───── GIVEN RECORDS

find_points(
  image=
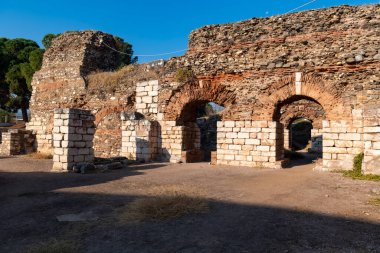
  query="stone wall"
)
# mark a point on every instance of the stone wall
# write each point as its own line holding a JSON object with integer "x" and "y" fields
{"x": 342, "y": 141}
{"x": 248, "y": 143}
{"x": 140, "y": 140}
{"x": 73, "y": 136}
{"x": 16, "y": 142}
{"x": 319, "y": 64}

──────────

* _GOAL_
Substitute "brick wall" for every "stone wall" in the lines above and give them again with nothing else changed. Leave the pictures out.

* _REPLY_
find_points(
  image=
  query="brick wall"
)
# mark a point on every instance of the brick wall
# write each point as its own line holding a JSON object with integer "x" and "y" fields
{"x": 342, "y": 141}
{"x": 248, "y": 143}
{"x": 140, "y": 140}
{"x": 73, "y": 136}
{"x": 16, "y": 142}
{"x": 319, "y": 64}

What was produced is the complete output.